* **DIRECTIONS**:
1 - Return the portion of the numpy string dtype thread starting with "Not for this" and going on through "are ascii ?", copied word for word.
2 - Answer these questions from the numpy string dtype thread, labeling each answer like its question:
(a) How many bytes per character did the writer say people shouldn't whine about?
(b) Where does the thread say bytes of unknown encoding belong?
(c) Which encoding is recommended as a default for "mostly ascii, with a few extra characters" data?

## Start TEXT PROVIDED

I'm a little confused about exactly what you're trying to do.
Actually, *I* am not trying to do anything here -- I'm the one that said computers are so big and fast now that we shouldn't whine about 4 bytes for a character....but this whole conversation started with that request...and I have sympathy .. no one likes to waste memory. After all, numpy support small numeric dtypes, too.
Do you need your in-memory format for this data to be compatible with anything in particular?
Not for this requirement -- binary interchange is another requirement.
If you're not reading or writing files in this format, then it's just a matter of storing a whole bunch of things that are already python strings in memory. Could you use an object array? Or do you have an enormous number so that you need a more compact, fixed-stride memory layout?
That's the whole point, yes. Object arrays would be a good solution to the full Unicode problem, not the "why am I wasting so much space when all my data are ascii ?
Presumably you're getting byte strings (with unknown encoding.
No -- thus is for creating and using mostly ascii string data with python and numpy.
Unknown encoding bytes belong in byte arrays -- they are not text.
I DO recommend Latin-1 As a default encoding ONLY for "mostly ascii, with a few extra characters" data. With all the sloppiness over the years, there are way to many files like that.
Note: the primary use-case I have in mind is working with ascii text in numpy arrays efficiently-- folks have called for that. All I'm saying is use Latin-1 instead of ascii -- that buys you some useful extra characters.
If your question is "what should numpy's default string dtype be?", well, maybe default to object arrays;
Or UCS-4.
I think object arrays would be more problematic for npz storage, and raw "tostring" dumping. (And pickle?) not sure how important that is.
And it would be good to have something that plays well with recarrays
anyone who just has a bunch of python strings to store is unlikely to be surprised by this. Someone with more specific needs will choose a more specific - that is, not default - string data type.
Exactly.
-CHB

## End TEXT PROVIDED
## Start DATA ROWS

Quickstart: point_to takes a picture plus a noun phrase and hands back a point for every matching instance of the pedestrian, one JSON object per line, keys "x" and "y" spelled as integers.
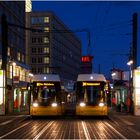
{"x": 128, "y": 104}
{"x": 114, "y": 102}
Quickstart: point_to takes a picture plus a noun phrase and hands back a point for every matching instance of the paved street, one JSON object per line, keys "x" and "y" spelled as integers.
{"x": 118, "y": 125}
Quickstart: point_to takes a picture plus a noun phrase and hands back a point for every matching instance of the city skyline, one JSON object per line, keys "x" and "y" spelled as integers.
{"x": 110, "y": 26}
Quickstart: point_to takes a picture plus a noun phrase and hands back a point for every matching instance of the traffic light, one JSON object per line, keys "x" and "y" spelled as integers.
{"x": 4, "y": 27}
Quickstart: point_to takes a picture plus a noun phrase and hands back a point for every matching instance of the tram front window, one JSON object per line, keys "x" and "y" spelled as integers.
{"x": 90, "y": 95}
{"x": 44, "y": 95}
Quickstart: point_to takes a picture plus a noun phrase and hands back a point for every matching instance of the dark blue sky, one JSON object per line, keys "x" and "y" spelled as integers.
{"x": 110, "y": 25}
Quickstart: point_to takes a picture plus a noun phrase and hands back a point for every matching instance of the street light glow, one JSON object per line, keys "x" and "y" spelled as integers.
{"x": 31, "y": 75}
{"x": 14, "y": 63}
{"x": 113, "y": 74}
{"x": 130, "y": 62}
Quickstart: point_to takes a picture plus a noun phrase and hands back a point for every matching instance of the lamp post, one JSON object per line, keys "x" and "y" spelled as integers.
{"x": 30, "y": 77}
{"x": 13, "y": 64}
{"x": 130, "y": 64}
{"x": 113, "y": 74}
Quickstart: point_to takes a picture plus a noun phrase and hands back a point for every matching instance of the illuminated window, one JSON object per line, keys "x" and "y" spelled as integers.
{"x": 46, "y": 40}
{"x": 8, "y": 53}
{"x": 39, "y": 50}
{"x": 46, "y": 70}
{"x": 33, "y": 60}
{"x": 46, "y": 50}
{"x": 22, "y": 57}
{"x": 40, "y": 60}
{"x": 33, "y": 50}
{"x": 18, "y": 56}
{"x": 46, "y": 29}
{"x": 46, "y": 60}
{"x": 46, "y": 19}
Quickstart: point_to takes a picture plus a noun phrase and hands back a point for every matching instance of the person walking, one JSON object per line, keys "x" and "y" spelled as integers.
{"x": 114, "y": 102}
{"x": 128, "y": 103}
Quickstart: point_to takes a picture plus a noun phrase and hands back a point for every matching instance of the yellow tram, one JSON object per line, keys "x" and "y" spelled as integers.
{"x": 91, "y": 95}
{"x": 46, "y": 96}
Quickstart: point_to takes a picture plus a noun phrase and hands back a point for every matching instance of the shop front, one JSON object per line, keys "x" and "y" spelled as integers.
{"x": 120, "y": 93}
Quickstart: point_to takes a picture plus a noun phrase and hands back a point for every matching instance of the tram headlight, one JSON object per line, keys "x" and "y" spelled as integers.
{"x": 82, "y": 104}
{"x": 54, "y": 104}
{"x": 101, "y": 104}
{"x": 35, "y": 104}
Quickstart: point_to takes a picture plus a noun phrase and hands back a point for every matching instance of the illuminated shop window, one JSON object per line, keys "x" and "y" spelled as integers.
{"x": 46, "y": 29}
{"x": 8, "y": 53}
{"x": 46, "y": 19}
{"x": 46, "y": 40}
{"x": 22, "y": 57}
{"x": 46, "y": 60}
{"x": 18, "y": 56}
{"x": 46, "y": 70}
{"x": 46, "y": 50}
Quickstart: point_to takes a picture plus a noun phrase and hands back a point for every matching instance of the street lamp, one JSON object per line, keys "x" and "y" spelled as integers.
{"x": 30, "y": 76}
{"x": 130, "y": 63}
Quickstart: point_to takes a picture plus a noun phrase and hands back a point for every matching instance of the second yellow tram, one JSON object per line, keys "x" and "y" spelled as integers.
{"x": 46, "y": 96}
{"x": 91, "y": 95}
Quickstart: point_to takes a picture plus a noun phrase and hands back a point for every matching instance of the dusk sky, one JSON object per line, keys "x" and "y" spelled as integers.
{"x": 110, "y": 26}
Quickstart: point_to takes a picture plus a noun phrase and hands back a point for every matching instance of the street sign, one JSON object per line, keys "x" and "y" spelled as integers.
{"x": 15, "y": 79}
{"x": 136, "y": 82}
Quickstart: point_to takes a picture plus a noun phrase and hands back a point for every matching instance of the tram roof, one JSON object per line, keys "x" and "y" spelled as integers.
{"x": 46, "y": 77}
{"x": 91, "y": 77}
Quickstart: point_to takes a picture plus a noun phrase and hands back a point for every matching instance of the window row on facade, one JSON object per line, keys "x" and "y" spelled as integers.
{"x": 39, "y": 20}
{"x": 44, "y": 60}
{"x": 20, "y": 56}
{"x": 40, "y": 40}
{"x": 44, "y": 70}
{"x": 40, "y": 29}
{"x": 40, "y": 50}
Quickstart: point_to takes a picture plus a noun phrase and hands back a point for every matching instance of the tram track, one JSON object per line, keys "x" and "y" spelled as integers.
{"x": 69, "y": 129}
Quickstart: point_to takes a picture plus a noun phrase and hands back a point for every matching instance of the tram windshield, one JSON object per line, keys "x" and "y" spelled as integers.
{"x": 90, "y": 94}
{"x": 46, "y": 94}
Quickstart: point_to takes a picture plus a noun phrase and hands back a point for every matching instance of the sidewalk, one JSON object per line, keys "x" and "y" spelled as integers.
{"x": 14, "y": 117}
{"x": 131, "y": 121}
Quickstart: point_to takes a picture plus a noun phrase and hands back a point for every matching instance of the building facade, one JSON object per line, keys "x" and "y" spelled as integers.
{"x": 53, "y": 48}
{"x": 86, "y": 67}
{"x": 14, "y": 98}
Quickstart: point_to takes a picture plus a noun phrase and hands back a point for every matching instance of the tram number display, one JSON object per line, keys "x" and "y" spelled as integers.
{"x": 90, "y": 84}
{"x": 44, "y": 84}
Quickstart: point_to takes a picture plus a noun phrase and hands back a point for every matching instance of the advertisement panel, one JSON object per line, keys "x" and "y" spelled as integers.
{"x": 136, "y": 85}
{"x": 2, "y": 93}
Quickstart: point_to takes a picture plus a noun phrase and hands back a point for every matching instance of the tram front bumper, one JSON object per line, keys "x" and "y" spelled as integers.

## End DATA ROWS

* **SOLUTIONS FOR EACH TASK**:
1 -
Not for this requirement -- binary interchange is another requirement.
If you're not reading or writing files in this format, then it's just a matter of storing a whole bunch of things that are already python strings in memory. Could you use an object array? Or do you have an enormous number so that you need a more compact, fixed-stride memory layout?
That's the whole point, yes. Object arrays would be a good solution to the full Unicode problem, not the "why am I wasting so much space when all my data are ascii ?

2 -
(a) 4 bytes
(b) In byte arrays
(c) Latin-1